AANGELEVERDE PASSAGE:
---+---

Ongeveer 350 mensen woonden gisteren in Gracko de begrafenis bij van de vermoorde Serviërs. De begrafenis had plaats onder zware bewaking door KFOR-soldaten. Alle auto's die het dorp binnenreden werden gecontroleerd en boven het sportveld waar de begrafenisplechtigheid werd gehouden cirkelde een helikopter. Een bewoner van Gracko, Stefan Lalic, riep de Serviërs ertoe op in het dorp te blijven wonen. „We moeten blijven, zodat onze kerk niet islamitisch wordt”, zei hij. De plechtigheid werd geleid door de leider van de Servisch-Orthodoxe Kerk, patriarch Pavle.

Het hoofd van de VN-missie in Kosovo, Kouchner, die ook aanwezig was in Gracko, riep eerder op de dag de gematigde Albanese leider Rugova ertoe op uit Italië terug te keren en met de VN samen te werken. „Wij alleen kunnen niet met het Kosova Bevrijdingsleger werken. Rugova is een belangrijk man voor zijn land, zonder wiens stem daar ook nooit werkelijk verandering kan komen”, aldus de Fransman.

---+---

BRONMATERIAAL:
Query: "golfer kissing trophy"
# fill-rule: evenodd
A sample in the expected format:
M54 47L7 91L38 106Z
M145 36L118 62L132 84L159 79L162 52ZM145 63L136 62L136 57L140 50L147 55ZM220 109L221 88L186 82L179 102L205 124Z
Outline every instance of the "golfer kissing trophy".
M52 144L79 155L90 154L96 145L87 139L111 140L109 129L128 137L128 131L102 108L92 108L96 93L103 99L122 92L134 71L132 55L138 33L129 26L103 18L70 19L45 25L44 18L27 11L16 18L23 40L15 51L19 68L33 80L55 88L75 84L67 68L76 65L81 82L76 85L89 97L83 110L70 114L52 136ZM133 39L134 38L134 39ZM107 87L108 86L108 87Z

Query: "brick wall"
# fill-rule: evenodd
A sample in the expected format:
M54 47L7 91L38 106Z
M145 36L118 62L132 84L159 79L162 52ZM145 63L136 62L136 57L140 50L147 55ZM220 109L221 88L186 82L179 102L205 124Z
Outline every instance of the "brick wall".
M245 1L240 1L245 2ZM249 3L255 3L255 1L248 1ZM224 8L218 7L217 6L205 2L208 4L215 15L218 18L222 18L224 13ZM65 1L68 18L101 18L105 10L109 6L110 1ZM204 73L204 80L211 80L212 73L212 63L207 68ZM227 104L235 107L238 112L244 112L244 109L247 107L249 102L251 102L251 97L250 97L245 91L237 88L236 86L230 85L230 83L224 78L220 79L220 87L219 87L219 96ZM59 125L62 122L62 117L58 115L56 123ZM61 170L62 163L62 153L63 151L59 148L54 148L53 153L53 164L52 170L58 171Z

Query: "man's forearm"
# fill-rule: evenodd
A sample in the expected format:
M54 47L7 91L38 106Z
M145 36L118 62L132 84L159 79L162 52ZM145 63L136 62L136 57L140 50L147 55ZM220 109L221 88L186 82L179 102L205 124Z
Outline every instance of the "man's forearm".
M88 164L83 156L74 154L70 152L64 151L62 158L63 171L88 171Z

---+---

TE VERRICHTEN WERK:
[1] Typ uit het bericht over de begrafenis in Gracko het stuk van "Ongeveer 350 mensen" tot en met "Kerk, patriarch Pavle." letterlijk over.
[2] Zet het bericht over de begrafenis in Gracko voort na de laatste zin.

UITWERKINGEN OEFENING:
[1]
Ongeveer 350 mensen woonden gisteren in Gracko de begrafenis bij van de vermoorde Serviërs. De begrafenis had plaats onder zware bewaking door KFOR-soldaten. Alle auto's die het dorp binnenreden werden gecontroleerd en boven het sportveld waar de begrafenisplechtigheid werd gehouden cirkelde een helikopter. Een bewoner van Gracko, Stefan Lalic, riep de Serviërs ertoe op in het dorp te blijven wonen. „We moeten blijven, zodat onze kerk niet islamitisch wordt”, zei hij. De plechtigheid werd geleid door de leider van de Servisch-Orthodoxe Kerk, patriarch Pavle.

[2]
De leider van de Democratische Liga lijkt echter geen aanstalten te maken voor terugkeer naar Kosovo. De liga wil niet samenwerken met het UCK, omdat dat een harde lijn tegen Servië wil volgen. Rugova liet gisteren vanuit Rome wel weten erg ongelukkig te zijn met het feit dat zijn partij niet is uitgenodigd voor de tweedaagse Balkantop die vandaag in Sarajevo begint.

In de Bosnische hoofdstad komen de vijftien lidstaten van de Europese Unie, de Verenigde Staten, Canada, Japan, Rusland en negen Balkanlanden samen om te spreken over een stabiliteitspact voor de regio. Ook de Montenegrijnse president Djukanovic en leden van de Servische oppositiepartijen zullen de bijeenkomst bijwonen. Deze laatste groep van pro-democratische Serviërs krijgt de status van „vrienden” van de conferentie. Grote afwezige is Joegoslavië. Zolang Milosevic aan de macht is wordt het land niet uitgenodigd en krijgt het geen financiële steun.

Belgrado heeft gisteren zeer felle kritiek geuit aan het adres van KFOR en de VN-missie die zich momenteel in Kosovo bevinden. De Joegoslavische regering beschuldigt de twee organisaties ervan VN-resolutie 1244 te „veronachtzamen en niet na te komen.”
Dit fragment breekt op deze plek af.